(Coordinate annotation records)

......

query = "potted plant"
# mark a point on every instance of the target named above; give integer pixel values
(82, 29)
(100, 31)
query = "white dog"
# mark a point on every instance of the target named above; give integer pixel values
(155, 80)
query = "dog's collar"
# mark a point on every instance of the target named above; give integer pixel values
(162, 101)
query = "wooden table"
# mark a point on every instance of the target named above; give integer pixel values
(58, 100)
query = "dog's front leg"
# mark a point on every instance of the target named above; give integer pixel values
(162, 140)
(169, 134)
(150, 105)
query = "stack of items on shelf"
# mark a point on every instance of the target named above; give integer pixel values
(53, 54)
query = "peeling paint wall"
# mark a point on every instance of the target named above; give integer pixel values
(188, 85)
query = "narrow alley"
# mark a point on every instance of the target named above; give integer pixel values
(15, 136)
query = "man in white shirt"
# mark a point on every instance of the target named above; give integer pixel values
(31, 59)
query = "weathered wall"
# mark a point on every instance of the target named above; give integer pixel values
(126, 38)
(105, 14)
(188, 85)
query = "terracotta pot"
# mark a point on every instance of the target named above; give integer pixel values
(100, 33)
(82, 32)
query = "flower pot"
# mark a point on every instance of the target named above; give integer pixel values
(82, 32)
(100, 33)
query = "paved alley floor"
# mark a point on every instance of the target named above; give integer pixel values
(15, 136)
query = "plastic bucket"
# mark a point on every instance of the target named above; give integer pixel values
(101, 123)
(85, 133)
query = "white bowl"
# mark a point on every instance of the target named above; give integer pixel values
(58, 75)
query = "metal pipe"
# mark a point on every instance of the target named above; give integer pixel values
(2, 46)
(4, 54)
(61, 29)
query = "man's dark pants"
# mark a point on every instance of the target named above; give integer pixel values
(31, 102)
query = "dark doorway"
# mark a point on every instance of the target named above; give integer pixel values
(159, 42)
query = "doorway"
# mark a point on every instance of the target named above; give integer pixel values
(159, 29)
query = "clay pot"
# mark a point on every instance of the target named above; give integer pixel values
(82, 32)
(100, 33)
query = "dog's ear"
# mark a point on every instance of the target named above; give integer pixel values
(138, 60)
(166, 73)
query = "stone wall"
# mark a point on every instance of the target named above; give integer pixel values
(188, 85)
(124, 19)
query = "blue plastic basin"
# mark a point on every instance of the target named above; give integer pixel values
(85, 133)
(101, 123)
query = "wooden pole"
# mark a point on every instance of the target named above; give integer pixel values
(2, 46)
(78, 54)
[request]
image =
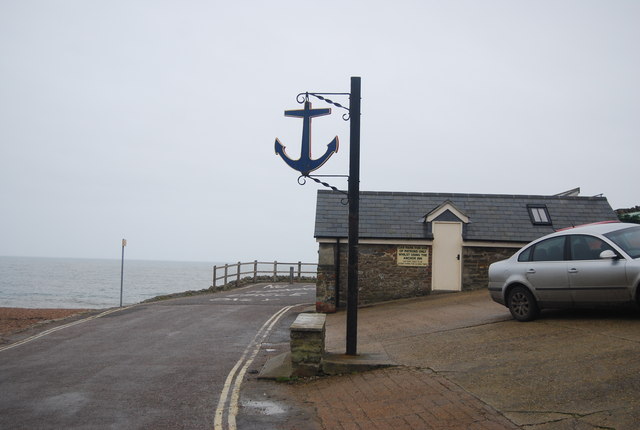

......

:: DIRECTIVE ::
Count how many lines in the entries above contain the string "wall", treating case as significant, and give only the number.

:: ANSWER TO THIS PROBLEM ::
3